ASSIGNMENT
In the entries that follow, the lines from the one with "Please indicate the cloudy" through the one with "Please indicate the dirt" are the ones to write out, exactly and with both ends included. Nothing else should appear.

SOURCE DATA
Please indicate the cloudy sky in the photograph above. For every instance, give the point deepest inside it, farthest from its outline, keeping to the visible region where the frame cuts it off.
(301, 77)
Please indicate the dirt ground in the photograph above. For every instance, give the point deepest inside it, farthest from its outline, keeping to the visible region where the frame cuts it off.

==

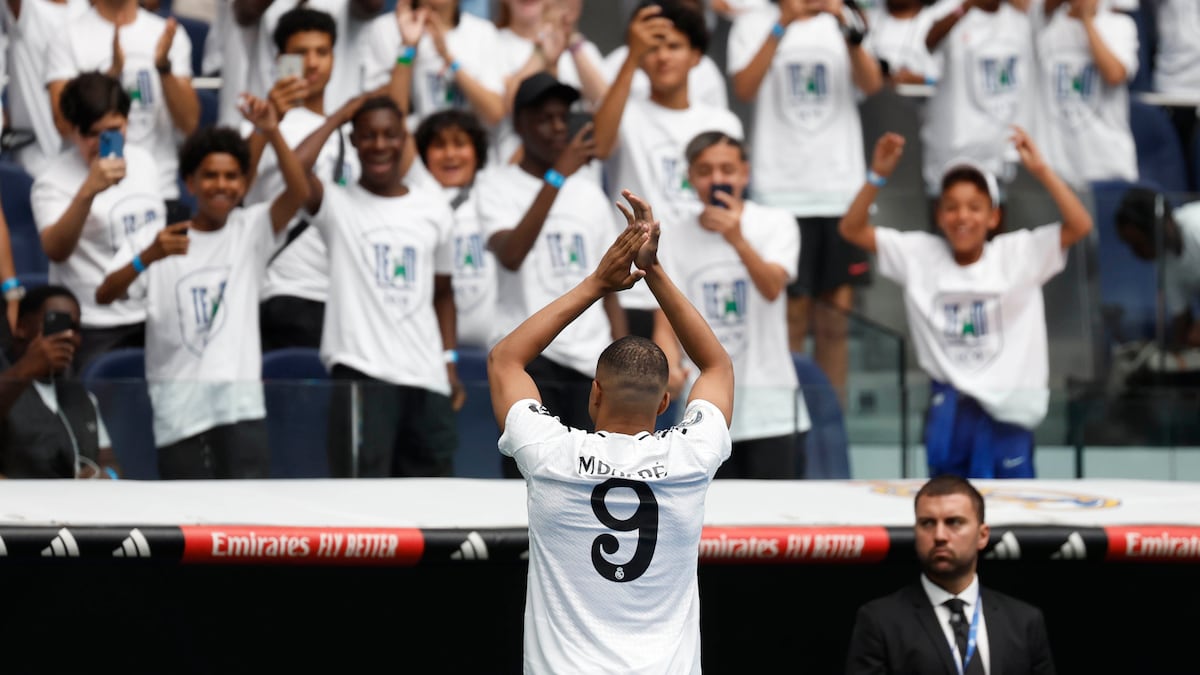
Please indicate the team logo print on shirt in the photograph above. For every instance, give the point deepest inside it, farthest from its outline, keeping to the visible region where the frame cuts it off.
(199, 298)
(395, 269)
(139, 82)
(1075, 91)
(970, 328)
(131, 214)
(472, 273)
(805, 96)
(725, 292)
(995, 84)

WRITTEN SOLUTION
Please indicate the cloudy sky in the photograph above. For every instance, give the point deepest inside it, farthest from its outline, keeping to the visible region where the frame cuts it off.
(301, 77)
Please indicate the dirt ground in the photograph above. For every instance, give the point deepest inside it, farthest from its outline, keeping to the visible region where the frame cuts it off.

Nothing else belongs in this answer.